Work item:
Each line below should be written out again exactly.

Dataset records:
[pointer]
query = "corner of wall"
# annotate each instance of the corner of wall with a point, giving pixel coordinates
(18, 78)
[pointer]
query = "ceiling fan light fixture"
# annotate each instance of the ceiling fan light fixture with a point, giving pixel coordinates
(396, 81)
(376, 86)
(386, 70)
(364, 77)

The answer:
[pointer]
query = "corner of wall"
# annotate each instance of the corner of wall with a point, giving pixel coordinates
(18, 78)
[pointer]
query = "ceiling fan light fixture"
# annotate each instance of the ceiling fan light fixture with a point, giving pixel coordinates
(396, 81)
(376, 86)
(386, 70)
(364, 77)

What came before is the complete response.